» **Aim**: Pull out every line below that contains the word "green", copying each one in full.

++++ Material for this task ++++

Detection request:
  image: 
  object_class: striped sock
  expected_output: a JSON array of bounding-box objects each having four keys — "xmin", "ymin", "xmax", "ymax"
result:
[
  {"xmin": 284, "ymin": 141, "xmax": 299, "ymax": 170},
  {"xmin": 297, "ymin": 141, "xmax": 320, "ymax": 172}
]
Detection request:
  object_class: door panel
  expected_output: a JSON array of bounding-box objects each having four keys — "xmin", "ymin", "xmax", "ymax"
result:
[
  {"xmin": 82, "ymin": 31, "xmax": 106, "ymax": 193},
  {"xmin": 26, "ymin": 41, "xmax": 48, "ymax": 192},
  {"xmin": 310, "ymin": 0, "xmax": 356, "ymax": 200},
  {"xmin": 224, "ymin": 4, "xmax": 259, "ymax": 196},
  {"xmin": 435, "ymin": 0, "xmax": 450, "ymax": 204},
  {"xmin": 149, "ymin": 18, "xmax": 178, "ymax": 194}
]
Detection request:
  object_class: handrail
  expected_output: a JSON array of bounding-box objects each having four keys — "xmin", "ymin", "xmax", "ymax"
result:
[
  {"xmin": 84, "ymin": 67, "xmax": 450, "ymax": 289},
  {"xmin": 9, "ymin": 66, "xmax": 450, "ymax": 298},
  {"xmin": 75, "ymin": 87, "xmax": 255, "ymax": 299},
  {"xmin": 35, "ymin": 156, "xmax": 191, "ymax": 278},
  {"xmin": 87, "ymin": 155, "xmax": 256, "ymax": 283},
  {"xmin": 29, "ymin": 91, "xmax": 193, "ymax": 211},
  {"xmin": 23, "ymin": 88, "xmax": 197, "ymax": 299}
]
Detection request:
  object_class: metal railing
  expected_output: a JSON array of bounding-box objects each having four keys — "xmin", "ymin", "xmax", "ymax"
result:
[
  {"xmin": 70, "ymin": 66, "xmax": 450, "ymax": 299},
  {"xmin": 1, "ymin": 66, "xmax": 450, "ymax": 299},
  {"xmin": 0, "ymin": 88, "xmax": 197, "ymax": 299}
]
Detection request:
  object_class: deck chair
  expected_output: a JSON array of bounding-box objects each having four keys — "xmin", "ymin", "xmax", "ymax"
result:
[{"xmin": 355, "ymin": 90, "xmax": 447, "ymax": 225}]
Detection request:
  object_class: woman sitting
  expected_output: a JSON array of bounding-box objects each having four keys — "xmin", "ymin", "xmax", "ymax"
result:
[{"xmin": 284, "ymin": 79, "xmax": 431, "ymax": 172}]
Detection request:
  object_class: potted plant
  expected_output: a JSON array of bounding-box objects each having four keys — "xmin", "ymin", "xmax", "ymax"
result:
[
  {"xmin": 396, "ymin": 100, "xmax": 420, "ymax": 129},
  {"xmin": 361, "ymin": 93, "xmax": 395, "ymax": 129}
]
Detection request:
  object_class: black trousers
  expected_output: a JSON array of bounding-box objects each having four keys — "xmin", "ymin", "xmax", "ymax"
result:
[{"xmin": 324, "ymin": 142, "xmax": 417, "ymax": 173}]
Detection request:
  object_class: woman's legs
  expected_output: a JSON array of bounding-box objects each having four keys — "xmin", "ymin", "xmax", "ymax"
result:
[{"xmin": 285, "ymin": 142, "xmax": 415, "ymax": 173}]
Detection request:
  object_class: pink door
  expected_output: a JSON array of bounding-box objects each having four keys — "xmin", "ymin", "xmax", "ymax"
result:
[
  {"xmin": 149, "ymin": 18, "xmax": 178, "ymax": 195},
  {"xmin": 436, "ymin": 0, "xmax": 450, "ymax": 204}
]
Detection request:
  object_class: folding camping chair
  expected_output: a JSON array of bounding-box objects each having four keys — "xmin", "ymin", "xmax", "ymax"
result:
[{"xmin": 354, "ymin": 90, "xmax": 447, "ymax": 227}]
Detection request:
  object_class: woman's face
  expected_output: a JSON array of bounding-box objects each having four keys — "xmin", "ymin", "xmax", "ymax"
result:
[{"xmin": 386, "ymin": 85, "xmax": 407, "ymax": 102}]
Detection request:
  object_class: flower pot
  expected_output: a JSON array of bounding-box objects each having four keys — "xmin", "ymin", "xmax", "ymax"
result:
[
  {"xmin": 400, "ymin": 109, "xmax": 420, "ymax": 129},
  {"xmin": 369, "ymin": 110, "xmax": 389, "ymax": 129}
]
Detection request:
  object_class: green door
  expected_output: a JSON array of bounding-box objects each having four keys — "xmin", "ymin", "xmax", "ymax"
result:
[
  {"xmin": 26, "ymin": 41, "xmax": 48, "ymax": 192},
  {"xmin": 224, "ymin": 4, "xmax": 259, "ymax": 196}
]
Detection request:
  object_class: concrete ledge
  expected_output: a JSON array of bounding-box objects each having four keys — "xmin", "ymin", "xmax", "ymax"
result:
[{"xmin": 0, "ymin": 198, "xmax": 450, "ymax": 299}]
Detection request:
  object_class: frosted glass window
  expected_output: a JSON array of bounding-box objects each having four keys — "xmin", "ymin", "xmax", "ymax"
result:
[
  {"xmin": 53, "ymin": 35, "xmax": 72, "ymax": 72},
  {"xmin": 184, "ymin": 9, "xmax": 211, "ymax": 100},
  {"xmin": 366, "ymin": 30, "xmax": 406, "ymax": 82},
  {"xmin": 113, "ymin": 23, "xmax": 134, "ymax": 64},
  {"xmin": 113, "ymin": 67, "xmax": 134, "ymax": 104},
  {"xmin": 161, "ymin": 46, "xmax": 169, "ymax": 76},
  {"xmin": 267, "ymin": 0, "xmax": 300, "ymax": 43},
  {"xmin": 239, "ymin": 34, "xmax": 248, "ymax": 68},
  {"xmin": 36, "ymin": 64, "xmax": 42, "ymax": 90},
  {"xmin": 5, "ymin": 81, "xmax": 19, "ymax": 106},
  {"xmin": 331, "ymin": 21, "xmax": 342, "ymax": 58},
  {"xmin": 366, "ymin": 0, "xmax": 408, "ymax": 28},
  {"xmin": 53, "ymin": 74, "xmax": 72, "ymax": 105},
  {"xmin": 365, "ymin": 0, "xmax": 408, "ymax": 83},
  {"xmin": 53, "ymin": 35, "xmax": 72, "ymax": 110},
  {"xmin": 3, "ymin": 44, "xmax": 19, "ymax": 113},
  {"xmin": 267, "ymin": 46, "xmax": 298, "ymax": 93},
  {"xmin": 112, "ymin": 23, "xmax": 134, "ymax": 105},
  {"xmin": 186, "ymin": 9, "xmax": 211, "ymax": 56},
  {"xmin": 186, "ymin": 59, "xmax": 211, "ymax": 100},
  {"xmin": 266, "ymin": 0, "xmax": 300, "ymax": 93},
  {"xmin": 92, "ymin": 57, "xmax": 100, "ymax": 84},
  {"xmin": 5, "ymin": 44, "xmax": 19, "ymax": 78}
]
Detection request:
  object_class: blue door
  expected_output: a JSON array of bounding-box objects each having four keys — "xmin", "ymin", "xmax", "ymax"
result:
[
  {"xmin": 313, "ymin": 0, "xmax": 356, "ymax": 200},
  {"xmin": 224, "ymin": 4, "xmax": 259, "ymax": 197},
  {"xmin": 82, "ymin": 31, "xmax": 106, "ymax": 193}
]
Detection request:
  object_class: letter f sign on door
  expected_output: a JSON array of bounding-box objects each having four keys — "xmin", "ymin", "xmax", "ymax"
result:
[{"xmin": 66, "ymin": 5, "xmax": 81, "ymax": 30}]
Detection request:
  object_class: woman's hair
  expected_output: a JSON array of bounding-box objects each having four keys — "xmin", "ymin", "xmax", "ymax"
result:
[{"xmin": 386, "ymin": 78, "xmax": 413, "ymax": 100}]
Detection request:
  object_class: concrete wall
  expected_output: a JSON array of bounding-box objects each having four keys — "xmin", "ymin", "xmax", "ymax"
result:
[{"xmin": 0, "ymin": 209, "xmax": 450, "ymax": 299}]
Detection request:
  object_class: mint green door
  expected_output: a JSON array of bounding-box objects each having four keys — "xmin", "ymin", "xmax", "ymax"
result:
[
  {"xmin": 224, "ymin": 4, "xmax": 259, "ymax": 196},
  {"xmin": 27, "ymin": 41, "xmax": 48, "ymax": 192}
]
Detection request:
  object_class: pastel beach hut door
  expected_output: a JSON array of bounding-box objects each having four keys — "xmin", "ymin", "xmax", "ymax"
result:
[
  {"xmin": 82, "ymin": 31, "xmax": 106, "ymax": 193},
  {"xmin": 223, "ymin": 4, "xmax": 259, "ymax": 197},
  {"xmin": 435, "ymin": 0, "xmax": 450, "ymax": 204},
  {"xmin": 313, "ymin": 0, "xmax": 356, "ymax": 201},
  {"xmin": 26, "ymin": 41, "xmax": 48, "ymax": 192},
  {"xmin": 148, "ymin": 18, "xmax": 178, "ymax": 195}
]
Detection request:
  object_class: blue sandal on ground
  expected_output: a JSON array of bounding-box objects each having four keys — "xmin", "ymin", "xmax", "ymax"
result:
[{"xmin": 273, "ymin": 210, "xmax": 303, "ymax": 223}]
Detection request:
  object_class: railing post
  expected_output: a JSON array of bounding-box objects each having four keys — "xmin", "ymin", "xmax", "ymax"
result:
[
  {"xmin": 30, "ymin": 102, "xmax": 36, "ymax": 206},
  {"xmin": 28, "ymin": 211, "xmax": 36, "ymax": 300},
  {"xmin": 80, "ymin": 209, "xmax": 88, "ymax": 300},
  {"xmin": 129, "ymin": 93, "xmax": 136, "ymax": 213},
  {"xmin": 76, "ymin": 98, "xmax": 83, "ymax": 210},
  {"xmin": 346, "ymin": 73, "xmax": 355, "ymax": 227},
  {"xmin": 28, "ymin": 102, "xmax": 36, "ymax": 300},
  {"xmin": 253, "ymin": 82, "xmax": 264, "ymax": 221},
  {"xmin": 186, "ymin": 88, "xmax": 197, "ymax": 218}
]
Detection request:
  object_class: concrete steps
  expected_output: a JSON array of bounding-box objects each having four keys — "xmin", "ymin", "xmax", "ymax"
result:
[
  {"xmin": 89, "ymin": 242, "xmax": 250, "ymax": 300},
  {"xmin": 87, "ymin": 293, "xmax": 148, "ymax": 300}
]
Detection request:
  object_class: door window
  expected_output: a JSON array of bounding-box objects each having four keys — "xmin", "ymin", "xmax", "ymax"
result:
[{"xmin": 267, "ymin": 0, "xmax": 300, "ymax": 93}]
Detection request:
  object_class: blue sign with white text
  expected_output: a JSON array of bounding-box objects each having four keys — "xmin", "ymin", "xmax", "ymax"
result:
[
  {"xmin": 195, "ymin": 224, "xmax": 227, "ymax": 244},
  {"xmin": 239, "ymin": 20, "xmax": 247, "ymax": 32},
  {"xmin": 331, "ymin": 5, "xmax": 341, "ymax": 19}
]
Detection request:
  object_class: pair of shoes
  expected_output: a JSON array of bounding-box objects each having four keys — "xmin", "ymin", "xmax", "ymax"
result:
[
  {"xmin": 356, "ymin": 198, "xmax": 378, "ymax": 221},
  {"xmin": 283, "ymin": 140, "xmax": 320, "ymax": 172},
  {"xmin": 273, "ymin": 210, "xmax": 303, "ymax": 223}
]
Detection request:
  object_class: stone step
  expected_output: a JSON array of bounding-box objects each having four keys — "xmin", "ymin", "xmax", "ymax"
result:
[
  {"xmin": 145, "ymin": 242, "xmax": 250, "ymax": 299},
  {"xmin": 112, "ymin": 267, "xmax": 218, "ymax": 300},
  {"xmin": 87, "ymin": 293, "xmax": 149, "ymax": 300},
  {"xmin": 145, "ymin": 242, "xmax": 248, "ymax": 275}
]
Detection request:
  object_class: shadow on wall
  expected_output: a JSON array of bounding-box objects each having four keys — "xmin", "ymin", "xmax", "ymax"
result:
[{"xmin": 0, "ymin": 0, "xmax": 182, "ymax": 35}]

++++

» **Solution to the problem**:
  object_class: green door
  object_class: mint green door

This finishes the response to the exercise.